**What to work on**
Copy out every line of the data below word for word, in the same order.

Location identification data

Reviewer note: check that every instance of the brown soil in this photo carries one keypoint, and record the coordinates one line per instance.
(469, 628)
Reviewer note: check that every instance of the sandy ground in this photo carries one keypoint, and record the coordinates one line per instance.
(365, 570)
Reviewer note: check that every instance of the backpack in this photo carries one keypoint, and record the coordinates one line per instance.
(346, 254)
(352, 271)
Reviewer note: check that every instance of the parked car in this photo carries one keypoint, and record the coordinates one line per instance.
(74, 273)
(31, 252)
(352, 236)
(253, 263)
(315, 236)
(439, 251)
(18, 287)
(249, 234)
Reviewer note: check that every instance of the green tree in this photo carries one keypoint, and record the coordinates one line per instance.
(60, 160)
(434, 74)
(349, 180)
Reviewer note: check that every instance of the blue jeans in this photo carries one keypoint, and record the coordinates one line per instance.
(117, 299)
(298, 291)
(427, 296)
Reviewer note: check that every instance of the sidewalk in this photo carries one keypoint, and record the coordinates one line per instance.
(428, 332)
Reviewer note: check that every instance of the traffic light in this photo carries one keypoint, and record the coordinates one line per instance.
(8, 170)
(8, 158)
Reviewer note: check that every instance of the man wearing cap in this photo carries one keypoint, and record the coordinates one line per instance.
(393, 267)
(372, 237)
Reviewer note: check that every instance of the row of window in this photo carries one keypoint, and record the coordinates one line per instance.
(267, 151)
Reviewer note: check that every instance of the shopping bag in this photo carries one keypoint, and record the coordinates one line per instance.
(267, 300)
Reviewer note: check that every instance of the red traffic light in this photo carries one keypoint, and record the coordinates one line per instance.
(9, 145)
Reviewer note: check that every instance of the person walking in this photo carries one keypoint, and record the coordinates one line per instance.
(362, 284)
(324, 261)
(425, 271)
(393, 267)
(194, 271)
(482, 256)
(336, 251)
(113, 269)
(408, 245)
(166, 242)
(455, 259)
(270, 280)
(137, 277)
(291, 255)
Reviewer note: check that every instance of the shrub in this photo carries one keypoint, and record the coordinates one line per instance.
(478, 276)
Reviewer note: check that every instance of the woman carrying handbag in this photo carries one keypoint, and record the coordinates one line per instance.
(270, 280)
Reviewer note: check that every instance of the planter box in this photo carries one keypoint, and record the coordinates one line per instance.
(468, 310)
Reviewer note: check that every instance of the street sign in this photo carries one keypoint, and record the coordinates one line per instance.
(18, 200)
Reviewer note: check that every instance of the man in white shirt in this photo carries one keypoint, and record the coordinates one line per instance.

**Answer to the task**
Reviewer note: check that every instance of the brown soil in this photo carries one keypoint, and record the coordinates one line per instance.
(469, 628)
Reviewer note: check that every instance of the sandy ground in this photo carries one keypoint, and record the coordinates one line per instance.
(365, 570)
Reviewer note: check that every instance of the backpack in this photo carries one keypoint, and record the coordinates one line per instance.
(346, 254)
(352, 271)
Reviewer note: check that every instance of the parked car in this photo carries one keypoint, and record the coordinates one line per instance.
(74, 273)
(31, 252)
(352, 236)
(253, 263)
(315, 236)
(439, 251)
(18, 287)
(249, 234)
Reviewer note: check that every instance of the green tree in this photo carries one keypoint, and record the coordinates one line per instance.
(60, 160)
(434, 74)
(349, 180)
Reviewer note: check that every instance of the blue jeans in this photo carries one keypoint, and record the coordinates one line per instance.
(117, 299)
(298, 291)
(427, 296)
Reviewer note: check that every instance of the sidewalk in this photo carries one keypoint, and record the coordinates one line per instance.
(428, 332)
Reviewer note: check that every instance of the traffic light in this photo carries one keypoint, and record the coordinates one line per instance.
(8, 170)
(8, 158)
Reviewer note: check that every instance of the man wearing cap in this photo carries one keypoint, and record the coordinates one line per instance.
(393, 267)
(372, 237)
Reviewer note: check that every instance of the row of window in this photo carries one keypoint, and record the coordinates one line per instance.
(267, 151)
Reviewer note: check that every instance of the shopping bag in this photo carries one keypoint, and record the coordinates one line per instance.
(267, 300)
Reviewer note: check that every instance of the red traffic light in this photo carries one keypoint, and record the coordinates one line per instance.
(9, 145)
Reviewer note: check that every instance of the person walking in this photo carries one keypoint, and record the coordinates one line per instance.
(362, 284)
(324, 261)
(425, 271)
(393, 267)
(194, 271)
(482, 256)
(336, 251)
(113, 269)
(408, 245)
(166, 242)
(455, 259)
(270, 280)
(137, 277)
(291, 255)
Reviewer note: check that every instance of the shrub in this photo carries one keypoint, and record the coordinates one line per instance.
(478, 276)
Reviewer note: check that every instance of the woman carrying handbag in this photo carries one keypoint, and record the coordinates one line per instance.
(270, 280)
Reviewer note: check that every instance of the planter box in this photo carries one keypoint, and record the coordinates one line per instance.
(468, 310)
Reviewer note: check that every instance of the street sign in this photo carries one keypoint, and record the coordinates one line per instance.
(18, 200)
Reviewer note: check that every instance of the man in white shirt in this photo carries one keypoint, and record the coordinates one line per instance.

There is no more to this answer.